### [REQUIRED WORK]
Go to the line containing "indicate the distant building, a" in the records below and print it and every following line exactly, on through the line containing "indicate the red sign, a", then stop.

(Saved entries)
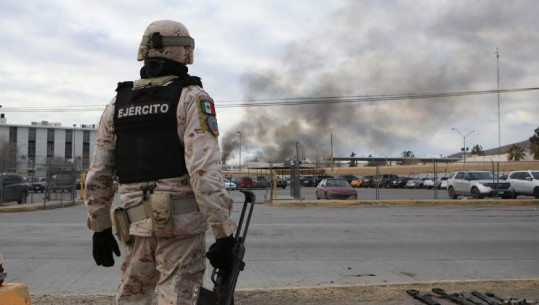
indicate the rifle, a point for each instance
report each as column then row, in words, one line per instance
column 425, row 298
column 224, row 281
column 483, row 298
column 454, row 297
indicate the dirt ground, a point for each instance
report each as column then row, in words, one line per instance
column 349, row 295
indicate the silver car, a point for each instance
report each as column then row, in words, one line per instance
column 477, row 184
column 524, row 183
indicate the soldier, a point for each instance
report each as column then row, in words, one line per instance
column 159, row 137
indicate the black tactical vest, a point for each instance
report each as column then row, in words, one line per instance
column 147, row 143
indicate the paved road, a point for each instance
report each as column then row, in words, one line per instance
column 50, row 250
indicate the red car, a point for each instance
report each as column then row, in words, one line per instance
column 245, row 182
column 335, row 188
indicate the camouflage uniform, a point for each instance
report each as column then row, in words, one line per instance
column 173, row 265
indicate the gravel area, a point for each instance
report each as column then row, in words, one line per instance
column 350, row 295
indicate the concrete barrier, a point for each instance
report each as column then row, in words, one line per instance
column 14, row 294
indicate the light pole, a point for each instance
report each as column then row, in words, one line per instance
column 464, row 138
column 239, row 132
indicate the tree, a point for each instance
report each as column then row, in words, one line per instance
column 516, row 153
column 353, row 163
column 477, row 150
column 407, row 154
column 534, row 144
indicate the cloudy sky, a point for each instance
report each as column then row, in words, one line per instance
column 61, row 61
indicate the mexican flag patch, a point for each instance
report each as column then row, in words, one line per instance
column 207, row 107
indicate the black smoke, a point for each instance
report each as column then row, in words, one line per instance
column 375, row 48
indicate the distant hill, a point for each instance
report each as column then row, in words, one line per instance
column 494, row 151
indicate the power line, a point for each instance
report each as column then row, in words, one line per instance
column 291, row 101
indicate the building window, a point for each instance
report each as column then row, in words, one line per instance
column 69, row 136
column 50, row 135
column 69, row 144
column 69, row 151
column 32, row 150
column 12, row 134
column 31, row 135
column 50, row 150
column 50, row 143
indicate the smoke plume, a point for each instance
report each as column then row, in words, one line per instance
column 375, row 48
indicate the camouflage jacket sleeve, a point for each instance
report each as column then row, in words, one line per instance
column 98, row 187
column 198, row 125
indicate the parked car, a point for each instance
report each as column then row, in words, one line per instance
column 37, row 184
column 14, row 188
column 367, row 181
column 384, row 180
column 399, row 182
column 428, row 183
column 414, row 183
column 307, row 181
column 61, row 182
column 356, row 182
column 319, row 178
column 477, row 184
column 260, row 182
column 282, row 183
column 229, row 185
column 335, row 188
column 348, row 178
column 441, row 183
column 245, row 182
column 524, row 183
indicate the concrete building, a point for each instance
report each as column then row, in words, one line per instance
column 33, row 149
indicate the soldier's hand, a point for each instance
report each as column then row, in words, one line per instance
column 104, row 244
column 221, row 253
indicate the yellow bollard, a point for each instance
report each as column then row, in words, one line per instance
column 14, row 294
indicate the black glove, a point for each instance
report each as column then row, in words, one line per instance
column 104, row 244
column 221, row 253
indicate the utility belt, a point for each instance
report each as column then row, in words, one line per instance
column 159, row 208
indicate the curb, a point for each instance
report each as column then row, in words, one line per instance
column 29, row 207
column 381, row 202
column 14, row 294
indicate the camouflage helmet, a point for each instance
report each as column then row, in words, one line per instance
column 167, row 39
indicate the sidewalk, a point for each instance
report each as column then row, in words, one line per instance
column 33, row 206
column 291, row 202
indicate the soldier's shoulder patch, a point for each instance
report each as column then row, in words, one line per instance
column 212, row 125
column 207, row 115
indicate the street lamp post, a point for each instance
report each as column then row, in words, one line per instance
column 464, row 139
column 239, row 132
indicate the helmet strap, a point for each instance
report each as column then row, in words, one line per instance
column 155, row 67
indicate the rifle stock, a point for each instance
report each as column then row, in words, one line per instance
column 224, row 280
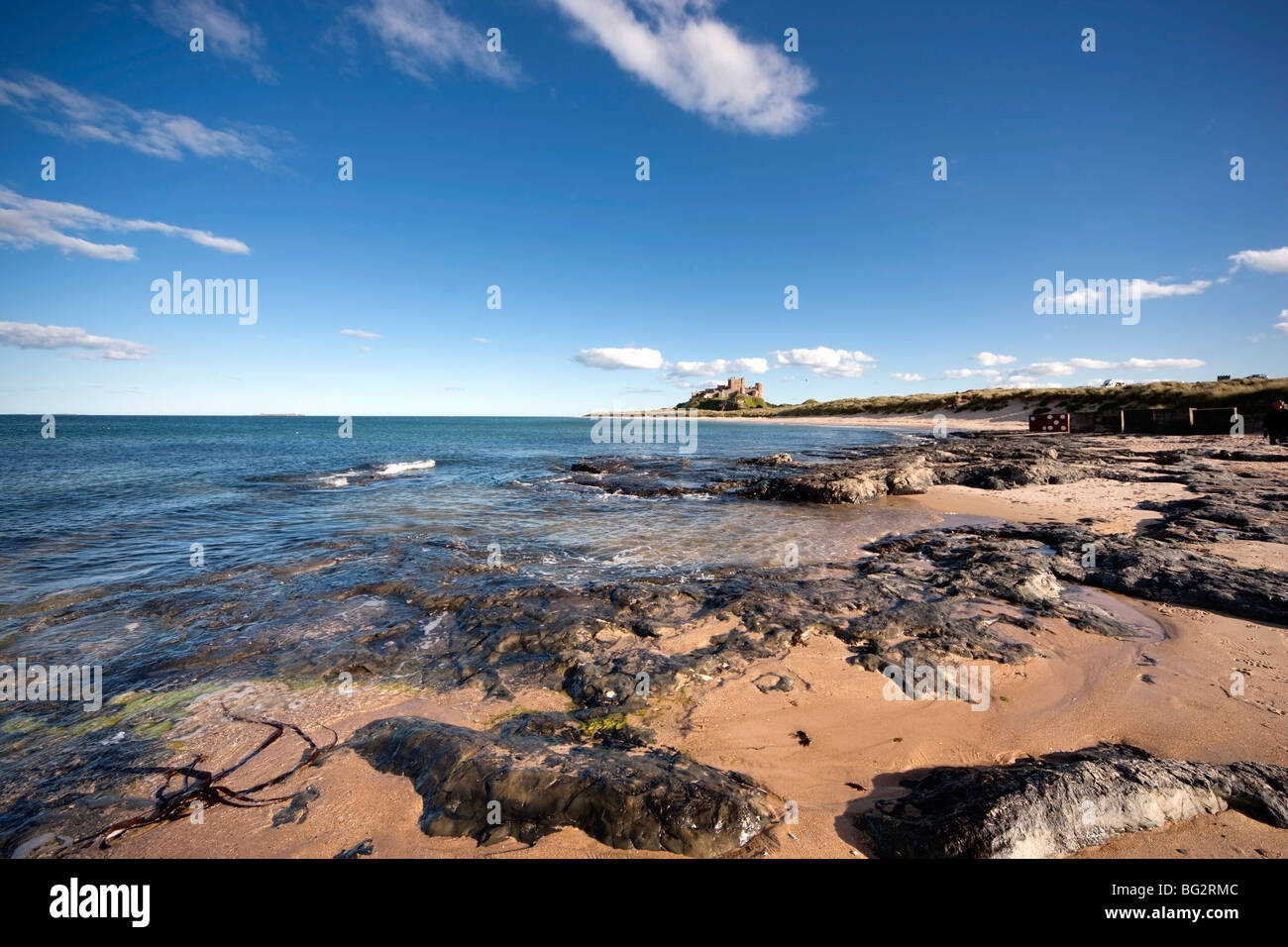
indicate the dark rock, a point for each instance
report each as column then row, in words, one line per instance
column 362, row 848
column 653, row 800
column 1065, row 801
column 772, row 460
column 773, row 682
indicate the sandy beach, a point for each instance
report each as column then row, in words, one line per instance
column 1167, row 690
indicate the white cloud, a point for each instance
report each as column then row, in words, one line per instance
column 1147, row 289
column 720, row 367
column 1028, row 381
column 1042, row 368
column 619, row 359
column 227, row 33
column 1144, row 289
column 60, row 111
column 1267, row 261
column 1138, row 364
column 30, row 335
column 421, row 38
column 825, row 361
column 698, row 62
column 27, row 222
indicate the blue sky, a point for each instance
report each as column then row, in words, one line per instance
column 518, row 169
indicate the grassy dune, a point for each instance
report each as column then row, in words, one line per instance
column 1248, row 394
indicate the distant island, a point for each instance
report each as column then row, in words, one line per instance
column 1252, row 394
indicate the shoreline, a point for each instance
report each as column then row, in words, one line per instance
column 1164, row 689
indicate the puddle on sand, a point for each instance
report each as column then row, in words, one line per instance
column 1138, row 621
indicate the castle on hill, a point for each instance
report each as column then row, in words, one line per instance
column 730, row 389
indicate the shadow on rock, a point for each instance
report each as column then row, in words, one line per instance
column 532, row 777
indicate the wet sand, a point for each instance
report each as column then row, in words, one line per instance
column 1168, row 692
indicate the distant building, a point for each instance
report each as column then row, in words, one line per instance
column 730, row 389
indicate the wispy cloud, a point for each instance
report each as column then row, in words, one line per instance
column 699, row 62
column 719, row 367
column 1267, row 261
column 65, row 112
column 227, row 31
column 26, row 222
column 1142, row 289
column 30, row 335
column 825, row 361
column 423, row 39
column 1029, row 373
column 1138, row 364
column 619, row 359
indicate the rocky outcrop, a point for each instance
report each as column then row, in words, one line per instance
column 1038, row 808
column 529, row 780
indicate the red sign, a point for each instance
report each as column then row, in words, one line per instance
column 1051, row 424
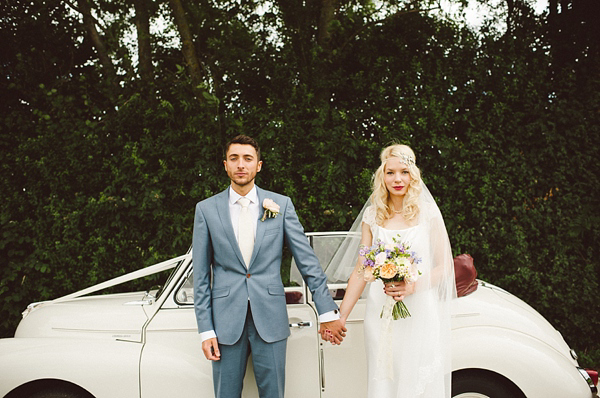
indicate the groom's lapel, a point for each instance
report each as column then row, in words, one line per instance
column 225, row 216
column 260, row 227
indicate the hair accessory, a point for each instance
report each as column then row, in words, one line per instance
column 407, row 159
column 404, row 158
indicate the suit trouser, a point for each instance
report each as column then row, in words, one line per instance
column 268, row 360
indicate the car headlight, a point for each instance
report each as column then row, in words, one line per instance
column 31, row 307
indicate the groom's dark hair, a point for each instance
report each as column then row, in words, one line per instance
column 244, row 140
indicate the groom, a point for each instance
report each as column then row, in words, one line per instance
column 238, row 293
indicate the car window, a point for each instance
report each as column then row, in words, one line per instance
column 185, row 293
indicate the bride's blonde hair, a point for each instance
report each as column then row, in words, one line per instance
column 380, row 198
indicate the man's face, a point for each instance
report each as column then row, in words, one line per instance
column 242, row 164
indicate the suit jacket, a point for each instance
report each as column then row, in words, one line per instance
column 221, row 303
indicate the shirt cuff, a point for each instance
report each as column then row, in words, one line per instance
column 329, row 316
column 208, row 335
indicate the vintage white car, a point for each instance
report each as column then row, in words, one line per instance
column 146, row 344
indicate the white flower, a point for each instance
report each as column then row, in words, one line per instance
column 380, row 258
column 271, row 209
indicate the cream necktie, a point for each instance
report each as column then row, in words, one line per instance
column 245, row 231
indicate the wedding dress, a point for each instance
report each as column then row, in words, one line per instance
column 408, row 358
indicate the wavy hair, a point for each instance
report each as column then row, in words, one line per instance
column 380, row 198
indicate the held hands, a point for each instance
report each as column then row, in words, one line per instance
column 334, row 331
column 210, row 348
column 399, row 290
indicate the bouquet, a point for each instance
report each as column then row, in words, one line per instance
column 391, row 263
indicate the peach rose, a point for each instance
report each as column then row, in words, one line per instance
column 388, row 271
column 270, row 205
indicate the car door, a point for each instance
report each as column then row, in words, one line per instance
column 172, row 358
column 343, row 366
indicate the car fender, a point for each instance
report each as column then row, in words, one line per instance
column 86, row 363
column 511, row 354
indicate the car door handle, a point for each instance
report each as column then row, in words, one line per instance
column 300, row 325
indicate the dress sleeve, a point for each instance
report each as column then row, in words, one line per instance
column 369, row 217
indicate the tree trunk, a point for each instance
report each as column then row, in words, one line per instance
column 90, row 26
column 187, row 42
column 326, row 16
column 142, row 24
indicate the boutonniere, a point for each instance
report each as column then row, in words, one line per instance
column 271, row 209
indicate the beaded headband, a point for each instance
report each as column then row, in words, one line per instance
column 404, row 158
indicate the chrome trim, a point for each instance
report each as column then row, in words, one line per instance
column 587, row 378
column 322, row 371
column 301, row 324
column 573, row 354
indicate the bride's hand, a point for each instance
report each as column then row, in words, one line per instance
column 399, row 290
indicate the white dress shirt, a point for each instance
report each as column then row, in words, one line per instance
column 253, row 208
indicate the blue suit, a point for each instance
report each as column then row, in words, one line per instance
column 238, row 296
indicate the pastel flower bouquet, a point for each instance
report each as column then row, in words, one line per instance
column 392, row 262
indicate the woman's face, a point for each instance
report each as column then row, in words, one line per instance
column 397, row 177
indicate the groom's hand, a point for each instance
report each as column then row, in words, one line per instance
column 211, row 349
column 333, row 331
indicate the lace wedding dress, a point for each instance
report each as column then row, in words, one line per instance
column 404, row 356
column 407, row 358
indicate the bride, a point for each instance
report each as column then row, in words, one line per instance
column 410, row 357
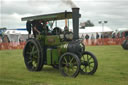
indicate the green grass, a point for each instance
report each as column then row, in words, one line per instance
column 112, row 69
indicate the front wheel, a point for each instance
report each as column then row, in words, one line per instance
column 33, row 56
column 69, row 64
column 89, row 63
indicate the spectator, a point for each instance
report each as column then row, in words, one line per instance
column 92, row 39
column 87, row 37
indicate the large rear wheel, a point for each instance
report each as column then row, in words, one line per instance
column 69, row 64
column 33, row 56
column 89, row 63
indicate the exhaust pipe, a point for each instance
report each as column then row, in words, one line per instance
column 75, row 16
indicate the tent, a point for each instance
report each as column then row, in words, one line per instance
column 94, row 30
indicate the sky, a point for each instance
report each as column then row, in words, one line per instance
column 113, row 11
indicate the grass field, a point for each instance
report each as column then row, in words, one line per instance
column 112, row 69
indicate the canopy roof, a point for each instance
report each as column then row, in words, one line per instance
column 48, row 17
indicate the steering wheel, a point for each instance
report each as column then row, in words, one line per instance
column 56, row 31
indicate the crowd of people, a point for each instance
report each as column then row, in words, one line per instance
column 103, row 38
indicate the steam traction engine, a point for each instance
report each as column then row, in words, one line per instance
column 61, row 49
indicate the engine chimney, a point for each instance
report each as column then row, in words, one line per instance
column 75, row 16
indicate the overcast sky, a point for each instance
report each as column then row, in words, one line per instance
column 114, row 11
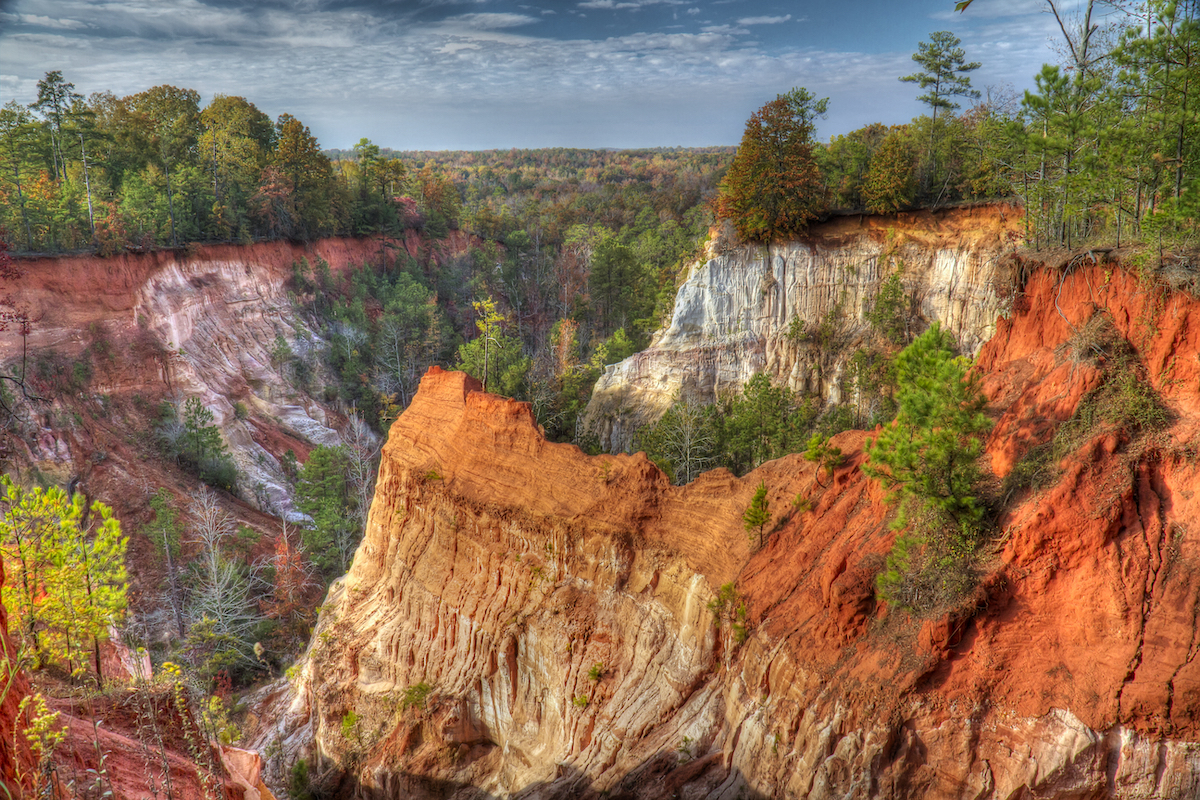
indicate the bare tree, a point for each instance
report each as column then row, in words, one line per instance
column 221, row 608
column 363, row 452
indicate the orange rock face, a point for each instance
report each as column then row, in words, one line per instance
column 551, row 609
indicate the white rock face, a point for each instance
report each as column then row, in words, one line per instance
column 733, row 312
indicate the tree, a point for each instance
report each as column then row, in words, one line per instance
column 757, row 513
column 67, row 579
column 765, row 421
column 54, row 98
column 16, row 137
column 292, row 582
column 826, row 456
column 930, row 453
column 163, row 531
column 943, row 72
column 361, row 449
column 613, row 283
column 234, row 145
column 683, row 440
column 891, row 181
column 172, row 119
column 929, row 458
column 325, row 495
column 773, row 187
column 298, row 156
column 495, row 358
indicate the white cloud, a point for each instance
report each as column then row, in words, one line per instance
column 618, row 5
column 763, row 20
column 491, row 20
column 408, row 82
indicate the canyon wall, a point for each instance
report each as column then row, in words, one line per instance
column 525, row 620
column 197, row 322
column 735, row 310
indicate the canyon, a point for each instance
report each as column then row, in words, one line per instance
column 522, row 619
column 525, row 620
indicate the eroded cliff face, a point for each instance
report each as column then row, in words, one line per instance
column 174, row 324
column 733, row 313
column 499, row 569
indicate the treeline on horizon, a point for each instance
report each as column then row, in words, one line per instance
column 1103, row 145
column 580, row 251
column 1104, row 149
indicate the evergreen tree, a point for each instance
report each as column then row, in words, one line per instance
column 66, row 583
column 683, row 441
column 943, row 72
column 773, row 187
column 325, row 495
column 930, row 453
column 493, row 356
column 757, row 513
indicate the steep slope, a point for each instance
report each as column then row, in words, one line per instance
column 191, row 323
column 498, row 570
column 733, row 313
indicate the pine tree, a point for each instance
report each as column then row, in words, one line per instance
column 757, row 515
column 773, row 187
column 942, row 72
column 930, row 455
column 67, row 583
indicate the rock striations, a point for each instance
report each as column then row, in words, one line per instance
column 525, row 620
column 733, row 313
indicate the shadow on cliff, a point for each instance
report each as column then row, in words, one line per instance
column 657, row 779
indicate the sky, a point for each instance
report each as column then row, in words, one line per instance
column 473, row 74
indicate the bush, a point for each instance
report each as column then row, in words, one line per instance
column 415, row 696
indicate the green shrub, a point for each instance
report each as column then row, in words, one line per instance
column 299, row 783
column 349, row 725
column 415, row 696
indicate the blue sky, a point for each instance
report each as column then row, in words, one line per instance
column 501, row 73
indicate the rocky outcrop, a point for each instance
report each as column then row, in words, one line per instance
column 733, row 312
column 525, row 620
column 199, row 322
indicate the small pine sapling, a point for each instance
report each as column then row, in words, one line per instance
column 757, row 515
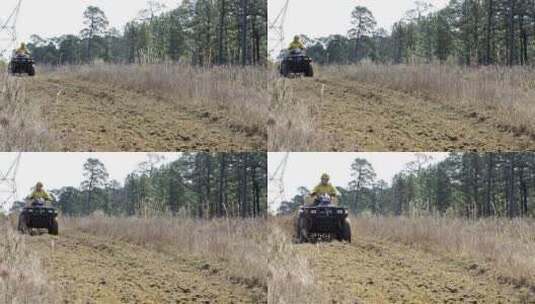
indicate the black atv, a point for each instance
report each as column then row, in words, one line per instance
column 296, row 62
column 21, row 64
column 322, row 221
column 38, row 216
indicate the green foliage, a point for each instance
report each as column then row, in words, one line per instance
column 465, row 184
column 470, row 32
column 203, row 185
column 202, row 32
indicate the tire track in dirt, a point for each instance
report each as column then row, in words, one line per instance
column 86, row 116
column 370, row 271
column 363, row 117
column 87, row 269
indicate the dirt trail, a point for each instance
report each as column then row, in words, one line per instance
column 371, row 271
column 87, row 116
column 88, row 269
column 363, row 117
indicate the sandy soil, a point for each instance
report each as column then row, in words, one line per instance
column 88, row 269
column 371, row 271
column 363, row 117
column 85, row 116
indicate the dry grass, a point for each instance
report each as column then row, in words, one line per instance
column 22, row 279
column 291, row 280
column 240, row 244
column 240, row 93
column 505, row 246
column 21, row 125
column 291, row 125
column 508, row 92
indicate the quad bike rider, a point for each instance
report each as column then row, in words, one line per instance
column 22, row 62
column 323, row 220
column 295, row 61
column 36, row 215
column 324, row 187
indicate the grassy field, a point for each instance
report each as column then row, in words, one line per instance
column 22, row 277
column 240, row 93
column 160, row 107
column 241, row 244
column 370, row 107
column 22, row 126
column 420, row 260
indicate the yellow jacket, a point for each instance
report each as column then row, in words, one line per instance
column 39, row 195
column 322, row 188
column 22, row 50
column 296, row 44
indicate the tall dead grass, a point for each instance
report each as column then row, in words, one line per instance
column 239, row 92
column 509, row 92
column 22, row 279
column 21, row 125
column 291, row 124
column 240, row 243
column 505, row 246
column 290, row 278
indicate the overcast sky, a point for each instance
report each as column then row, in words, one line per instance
column 318, row 18
column 305, row 169
column 52, row 18
column 57, row 170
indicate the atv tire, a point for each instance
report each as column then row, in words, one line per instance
column 54, row 228
column 22, row 227
column 284, row 70
column 345, row 233
column 309, row 71
column 302, row 234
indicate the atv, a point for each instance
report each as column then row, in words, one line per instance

### [EXERCISE RESPONSE]
indicate the distant building, a point for each instance
report each as column then row, in words, one line per instance
column 730, row 389
indicate the wispy cloud, a point for each instance
report each as column then row, in words, one line per instance
column 699, row 62
column 719, row 367
column 1267, row 261
column 65, row 112
column 227, row 31
column 26, row 222
column 1142, row 289
column 30, row 335
column 825, row 361
column 423, row 39
column 1029, row 373
column 1138, row 364
column 619, row 359
indicate the rocky outcrop, a point for each instance
report each as column then row, in words, one line per instance
column 1038, row 808
column 529, row 780
indicate the red sign, a point for each instance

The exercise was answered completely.